What this task involves – Quote every line of the material beneath this one.

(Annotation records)

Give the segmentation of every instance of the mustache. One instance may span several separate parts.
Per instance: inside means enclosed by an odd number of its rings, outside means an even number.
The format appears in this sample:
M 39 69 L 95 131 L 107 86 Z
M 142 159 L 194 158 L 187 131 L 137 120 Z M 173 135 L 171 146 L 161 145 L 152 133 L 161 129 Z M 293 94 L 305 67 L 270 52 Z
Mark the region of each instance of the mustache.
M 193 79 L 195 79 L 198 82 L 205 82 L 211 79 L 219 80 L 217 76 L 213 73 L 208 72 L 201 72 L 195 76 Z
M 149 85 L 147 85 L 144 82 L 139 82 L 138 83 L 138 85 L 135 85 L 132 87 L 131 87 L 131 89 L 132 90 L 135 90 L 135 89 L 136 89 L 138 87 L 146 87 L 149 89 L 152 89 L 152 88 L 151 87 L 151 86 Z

Completed exercise –
Give the segmentation of every instance of the mustache. One instance may span several separate parts.
Per instance: inside means enclosed by an odd number of its rings, outside means an even number.
The format appears in this sample:
M 39 69 L 95 131 L 107 86 Z
M 142 159 L 194 158 L 187 131 L 137 120 Z M 173 135 L 171 146 L 161 145 L 152 133 L 161 129 Z M 293 94 L 305 67 L 270 52 Z
Mark the region of each instance of the mustache.
M 193 79 L 195 79 L 198 82 L 205 82 L 211 79 L 219 80 L 217 76 L 213 73 L 208 72 L 201 72 L 195 76 Z
M 149 85 L 147 85 L 144 82 L 139 82 L 138 83 L 138 85 L 135 85 L 132 87 L 131 87 L 131 89 L 132 90 L 135 90 L 135 89 L 136 89 L 138 87 L 146 87 L 149 89 L 152 89 L 152 88 L 151 87 L 151 86 Z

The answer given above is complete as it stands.